> [Text section]:

# # # #

It may be better for both parties to go their seperate ways. Personally, if a woman files for Domestic Violence charges but remains in the relationship then she has zero cred in my opinion.

And on the other hand, if Jason had to hit her then he really doesn't need her.

Kids will be just fine, remember they are rich.


----------



## Gotham2krazy (Nov 22, 2005)

I should ask my French teacher! She taught T.J. last year before she came to my school.


----------



## eymang (Dec 15, 2006)

the espn article says he claims he is the one getting tortured. she throws things, heckles him, is a control freak, threatens to make fake calls to the police, uses the kids, etc, but who knows who to believe


----------



## BDB (Dec 19, 2006)

"One of the final straws for Jason Kidd likely came after his wife showed up at a Net game at the Meadowlands taunting him from the sidelines while flailing about with a cellphone in her hands, several sources said."

http://www.nypost.com/seven/0109200...d_kerber__jeane_macintosh_and_kate_sheehy.htm

she's wacko I feel sorry for the kids


----------



## Krstic All-Star (Mar 9, 2005)

# # # #

Excerpts from a location annotation dataset:

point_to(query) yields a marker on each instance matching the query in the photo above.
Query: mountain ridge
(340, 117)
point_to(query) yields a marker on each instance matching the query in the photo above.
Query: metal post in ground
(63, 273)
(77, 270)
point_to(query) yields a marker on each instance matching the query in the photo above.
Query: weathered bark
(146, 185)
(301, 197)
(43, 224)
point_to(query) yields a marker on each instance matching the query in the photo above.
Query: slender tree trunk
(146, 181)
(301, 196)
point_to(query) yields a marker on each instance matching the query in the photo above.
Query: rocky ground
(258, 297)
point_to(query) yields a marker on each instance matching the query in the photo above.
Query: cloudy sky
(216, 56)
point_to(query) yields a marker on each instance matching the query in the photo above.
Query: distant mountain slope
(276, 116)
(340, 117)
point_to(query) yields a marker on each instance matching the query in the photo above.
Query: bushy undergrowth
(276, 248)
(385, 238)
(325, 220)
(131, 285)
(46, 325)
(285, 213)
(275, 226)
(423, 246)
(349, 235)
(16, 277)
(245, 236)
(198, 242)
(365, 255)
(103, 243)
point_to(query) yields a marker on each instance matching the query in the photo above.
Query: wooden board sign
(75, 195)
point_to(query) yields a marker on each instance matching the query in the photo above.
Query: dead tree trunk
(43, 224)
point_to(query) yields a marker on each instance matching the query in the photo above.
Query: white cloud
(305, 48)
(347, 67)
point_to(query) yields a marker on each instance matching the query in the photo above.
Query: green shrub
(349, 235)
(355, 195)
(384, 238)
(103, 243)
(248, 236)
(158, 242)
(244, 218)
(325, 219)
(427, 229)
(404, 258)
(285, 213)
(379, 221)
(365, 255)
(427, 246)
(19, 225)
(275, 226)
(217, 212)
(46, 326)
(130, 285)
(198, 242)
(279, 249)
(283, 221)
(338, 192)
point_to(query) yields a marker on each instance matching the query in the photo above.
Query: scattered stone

# # # #

> [What to work on]:
Write the next part of the forum thread about Jason Kidd's marriage, picking up right after its final line.

> [Output]:
Goings-on like these are why I try to stay far away from divorce law. It gets vicious really quickly - if it doesn't start out that way. In my legal research capacity I've had to read through several case files, and they're unreal. I just feel awful for the children - no matter whose allegations are in fact true - for they are going to go through hell no matter what happens between their parents...


----------



## shakespeare (Nov 2, 2006)

Maybe he's been hanging out with a certain ex-female rap star. Hmmm.


----------



## Gotham2krazy (Nov 22, 2005)

shakespeare said:


> Maybe he's been hanging out with a certain ex-female rap star. Hmmm.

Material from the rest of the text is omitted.